> **Short task**:
Copy out the stretch of the records from the line containing "the pink flower" through the line containing "(1155, 750)", requests included. Scale every coordinate in the answers by 1.25, rounding to whole numbers with halves going up.

[Location labeling records]
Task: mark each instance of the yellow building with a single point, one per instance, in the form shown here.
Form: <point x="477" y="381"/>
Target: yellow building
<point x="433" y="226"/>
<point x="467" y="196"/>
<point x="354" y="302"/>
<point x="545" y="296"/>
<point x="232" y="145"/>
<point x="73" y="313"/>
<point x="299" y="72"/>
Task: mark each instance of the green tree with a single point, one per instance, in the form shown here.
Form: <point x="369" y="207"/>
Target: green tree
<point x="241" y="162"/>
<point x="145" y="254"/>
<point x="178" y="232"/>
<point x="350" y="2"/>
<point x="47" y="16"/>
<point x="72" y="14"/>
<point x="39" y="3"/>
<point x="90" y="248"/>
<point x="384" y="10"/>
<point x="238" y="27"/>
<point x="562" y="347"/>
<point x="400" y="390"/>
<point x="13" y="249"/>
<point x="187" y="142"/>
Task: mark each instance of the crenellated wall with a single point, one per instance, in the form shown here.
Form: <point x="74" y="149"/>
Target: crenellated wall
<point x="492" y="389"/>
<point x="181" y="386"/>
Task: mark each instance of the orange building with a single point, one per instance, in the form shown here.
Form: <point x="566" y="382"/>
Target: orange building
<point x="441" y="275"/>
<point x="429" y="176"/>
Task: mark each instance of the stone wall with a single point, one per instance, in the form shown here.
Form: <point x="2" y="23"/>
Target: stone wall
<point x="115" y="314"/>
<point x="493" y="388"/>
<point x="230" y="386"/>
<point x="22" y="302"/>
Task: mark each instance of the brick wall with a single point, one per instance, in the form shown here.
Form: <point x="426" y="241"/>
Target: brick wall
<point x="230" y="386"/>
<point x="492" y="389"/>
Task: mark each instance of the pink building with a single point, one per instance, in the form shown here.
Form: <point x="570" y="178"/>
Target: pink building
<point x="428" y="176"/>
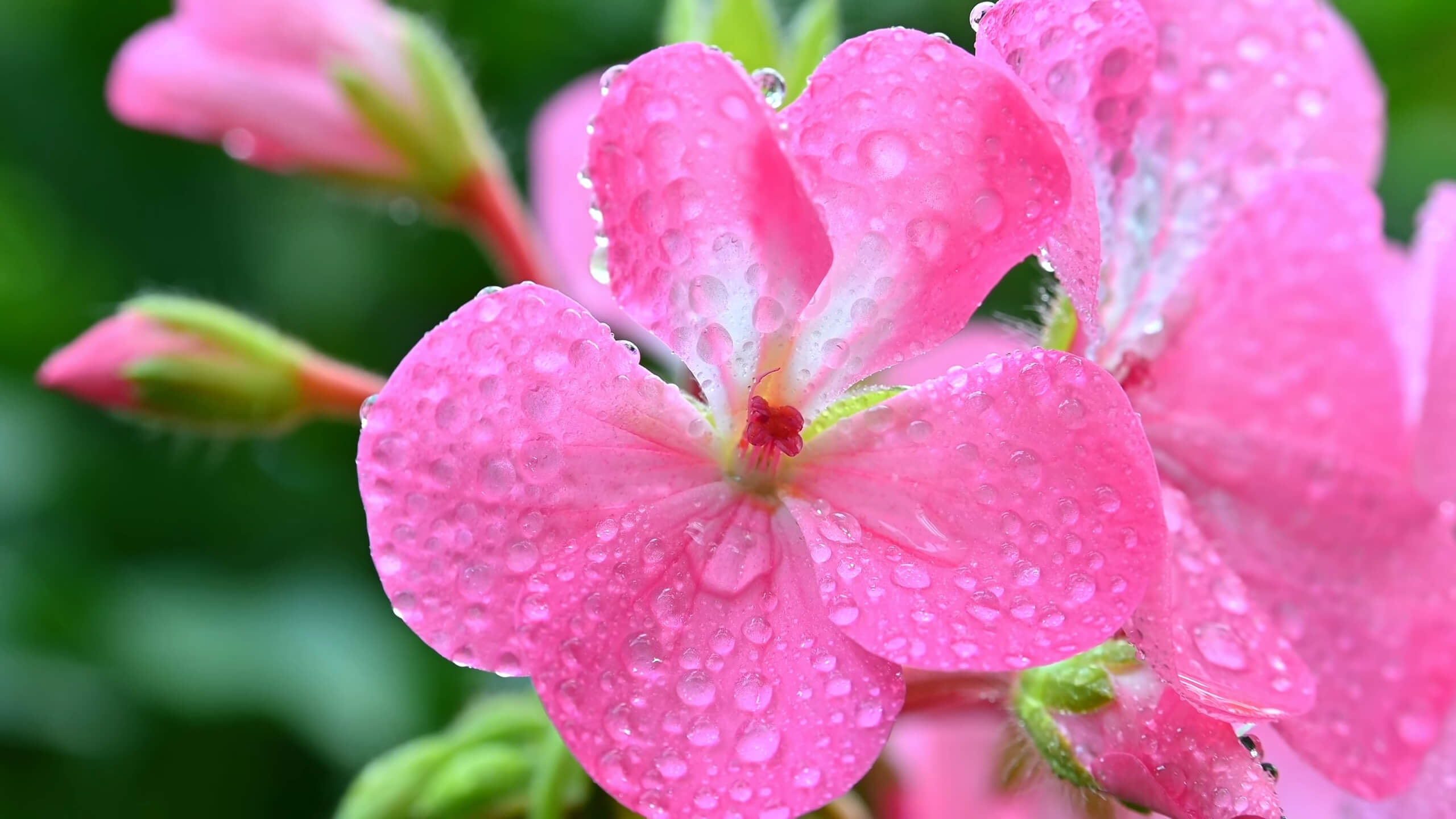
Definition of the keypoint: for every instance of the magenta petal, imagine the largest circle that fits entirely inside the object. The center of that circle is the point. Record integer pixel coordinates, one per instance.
(1205, 636)
(1207, 129)
(1434, 261)
(1153, 748)
(998, 518)
(715, 247)
(688, 701)
(504, 455)
(564, 208)
(1277, 330)
(1356, 568)
(934, 174)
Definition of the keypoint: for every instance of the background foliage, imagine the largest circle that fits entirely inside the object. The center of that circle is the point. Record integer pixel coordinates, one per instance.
(190, 628)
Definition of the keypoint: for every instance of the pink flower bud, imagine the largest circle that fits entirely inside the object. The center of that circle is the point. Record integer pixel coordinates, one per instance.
(94, 367)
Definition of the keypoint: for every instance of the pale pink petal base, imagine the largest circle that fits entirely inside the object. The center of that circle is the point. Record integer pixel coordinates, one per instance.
(1200, 630)
(715, 247)
(966, 349)
(998, 518)
(1155, 750)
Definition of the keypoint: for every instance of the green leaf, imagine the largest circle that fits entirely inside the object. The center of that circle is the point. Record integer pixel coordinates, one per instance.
(747, 30)
(1062, 324)
(813, 34)
(683, 21)
(849, 406)
(391, 784)
(474, 780)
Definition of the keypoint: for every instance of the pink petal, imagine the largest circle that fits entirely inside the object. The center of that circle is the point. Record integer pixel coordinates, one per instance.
(688, 701)
(273, 114)
(1090, 65)
(1152, 748)
(934, 174)
(1432, 796)
(562, 206)
(1202, 633)
(948, 767)
(1434, 258)
(998, 518)
(1356, 569)
(503, 460)
(715, 248)
(979, 340)
(1207, 130)
(1276, 331)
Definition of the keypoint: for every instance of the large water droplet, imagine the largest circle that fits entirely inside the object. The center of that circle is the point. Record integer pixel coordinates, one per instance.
(1221, 646)
(772, 86)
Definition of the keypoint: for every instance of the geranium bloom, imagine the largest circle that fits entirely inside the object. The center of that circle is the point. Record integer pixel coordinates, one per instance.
(1308, 572)
(715, 601)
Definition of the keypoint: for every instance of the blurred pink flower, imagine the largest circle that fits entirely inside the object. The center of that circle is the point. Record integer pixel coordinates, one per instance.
(1244, 273)
(717, 627)
(255, 76)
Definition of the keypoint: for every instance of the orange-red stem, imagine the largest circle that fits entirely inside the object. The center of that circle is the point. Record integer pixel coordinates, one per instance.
(491, 206)
(334, 390)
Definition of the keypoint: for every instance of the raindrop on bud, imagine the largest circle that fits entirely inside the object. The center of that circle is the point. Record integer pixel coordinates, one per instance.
(772, 86)
(978, 12)
(609, 76)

> **Expected answer**:
Definition of the keypoint: for every instance of the pink flower bud, imagine the largest circle that fits entirely inside the object. The center of that circle is the point. Record integer pixel coordinates, one per instance.
(118, 459)
Definition of the keypoint: for every instance of the pale pink petal base, imagine the largest circle that fits entirely inside the object. The center of that circle is the point. Record integer pixel coordinates, one per instance.
(1500, 788)
(894, 309)
(1208, 436)
(1248, 648)
(1444, 938)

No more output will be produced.